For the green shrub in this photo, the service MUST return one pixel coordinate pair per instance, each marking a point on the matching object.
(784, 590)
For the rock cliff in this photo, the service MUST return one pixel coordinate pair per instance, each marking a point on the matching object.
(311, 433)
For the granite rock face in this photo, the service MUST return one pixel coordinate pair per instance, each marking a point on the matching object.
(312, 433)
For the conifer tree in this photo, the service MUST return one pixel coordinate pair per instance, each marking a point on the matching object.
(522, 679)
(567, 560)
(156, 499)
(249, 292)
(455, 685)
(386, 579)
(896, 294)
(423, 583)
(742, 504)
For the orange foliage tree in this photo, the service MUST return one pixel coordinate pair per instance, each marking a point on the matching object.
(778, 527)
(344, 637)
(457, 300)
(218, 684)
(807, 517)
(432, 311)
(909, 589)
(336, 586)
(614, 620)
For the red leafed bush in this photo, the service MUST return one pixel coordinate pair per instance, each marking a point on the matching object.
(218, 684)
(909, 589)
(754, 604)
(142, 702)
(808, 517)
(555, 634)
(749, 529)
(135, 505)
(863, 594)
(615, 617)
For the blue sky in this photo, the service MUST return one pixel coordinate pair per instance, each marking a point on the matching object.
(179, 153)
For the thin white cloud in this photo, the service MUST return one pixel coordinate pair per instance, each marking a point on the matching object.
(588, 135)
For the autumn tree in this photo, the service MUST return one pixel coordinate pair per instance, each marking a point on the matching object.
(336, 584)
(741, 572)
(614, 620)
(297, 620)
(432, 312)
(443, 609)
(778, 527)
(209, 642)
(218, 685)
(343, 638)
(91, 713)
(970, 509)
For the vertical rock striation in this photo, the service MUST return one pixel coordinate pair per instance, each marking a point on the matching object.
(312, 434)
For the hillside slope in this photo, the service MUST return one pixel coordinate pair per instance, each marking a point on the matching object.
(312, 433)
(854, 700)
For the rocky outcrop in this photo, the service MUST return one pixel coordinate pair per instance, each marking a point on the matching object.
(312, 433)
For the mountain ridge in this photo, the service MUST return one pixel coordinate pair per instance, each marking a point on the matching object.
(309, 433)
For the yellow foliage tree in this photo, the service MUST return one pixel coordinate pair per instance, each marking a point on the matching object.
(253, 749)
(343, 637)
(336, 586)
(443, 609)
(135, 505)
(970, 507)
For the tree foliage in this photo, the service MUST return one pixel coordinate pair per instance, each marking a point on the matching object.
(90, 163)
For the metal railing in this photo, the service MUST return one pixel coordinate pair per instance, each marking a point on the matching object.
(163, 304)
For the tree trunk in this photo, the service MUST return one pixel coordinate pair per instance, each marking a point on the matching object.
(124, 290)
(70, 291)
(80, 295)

------------

§ Exercise directions:
Print the listing exactly. Every line must match.

§ Response to the task:
For the green shrub in this photo, the service MUST return one pixel coordinate pair per instance, each marking a point on the matching object.
(784, 590)
For the rock cliff in this photo, the service MUST return one pixel coordinate pair per instance, each marking a point on the matching object.
(311, 433)
For the granite rock face in this photo, the service MUST return one pixel coordinate pair per instance, each marking a point on the matching object.
(312, 433)
For the conifer tree in this photo, the service MUST return one pixel coordinate pair per instance, each marking a point on the matching object.
(522, 679)
(567, 560)
(156, 499)
(249, 292)
(455, 685)
(386, 579)
(896, 294)
(423, 583)
(742, 504)
For the orange foliage tree in this photo, the service MUST return one pixel coordinate pair per instance, each marking a point on the matching object.
(778, 527)
(344, 637)
(457, 300)
(218, 684)
(807, 517)
(432, 311)
(909, 589)
(336, 586)
(614, 620)
For the red leafed bush in this photo, the service MUST return one pixel coordinate pair per instance, each marking a point on the matching object.
(218, 684)
(909, 589)
(754, 604)
(142, 702)
(808, 517)
(555, 634)
(749, 529)
(135, 505)
(863, 594)
(615, 617)
For the blue sky in this photo, the service MUST return one pixel coordinate pair per instance, each marking a point on the matching object.
(179, 153)
For the thin white cloud in this photo, the service MUST return one pixel coordinate pair per instance, each marking a point on the matching object.
(588, 135)
For the autumn tree in this photo, the service MUST return one pixel coordinate pair per instance, each marking a point on the matching object.
(336, 584)
(741, 572)
(614, 620)
(297, 620)
(432, 312)
(443, 609)
(778, 527)
(209, 642)
(218, 685)
(343, 638)
(91, 713)
(970, 509)
For the vertical rock striation in this photo, the service MUST return one pixel coordinate pair per instance, each marking a point on the matching object.
(312, 434)
For the hillside slope in this photo, the service MUST return one pixel coordinate pair per instance, each marking a point on the matching object.
(312, 433)
(854, 700)
For the rocky outcrop in this photo, the service MUST return one pixel coordinate pair per instance, each marking a point on the matching object.
(312, 433)
For the mountain ridge in this photo, the service MUST return one pixel coordinate pair per instance, each marking a point on the matching object.
(309, 433)
For the yellow foliage tree in this photo, the service MUST return one pixel coordinate pair per instance, each marking a point on the matching object.
(253, 749)
(343, 637)
(336, 586)
(443, 609)
(135, 505)
(970, 507)
For the tree foliage in this photo, the service MUST return one pixel coordinate pair per instance, each marking a point on the matching object.
(90, 163)
For the metal railing in this photo, the service MUST return one pixel coordinate pair per instance, each marking a point on the matching object.
(163, 304)
For the tree trunk in this photo, the service MUST return one pixel coordinate pair per instance, each marking a point on the matching object.
(124, 290)
(70, 291)
(80, 295)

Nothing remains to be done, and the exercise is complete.